(RECORDS SUPPLIED Opens)
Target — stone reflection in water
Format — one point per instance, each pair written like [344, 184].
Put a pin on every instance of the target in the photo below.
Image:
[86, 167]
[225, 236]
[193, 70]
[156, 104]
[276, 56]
(RECORDS SUPPLIED Closes)
__YOUR OBJECTIVE__
Please transcribe the material above in full, keeping every character intact.

__RESPONSE BOX__
Target — stone reflection in water
Format — one point per instance, each pair written like [344, 184].
Put a pin on every instance of the target in the photo below.
Image:
[86, 167]
[225, 236]
[193, 70]
[156, 104]
[276, 56]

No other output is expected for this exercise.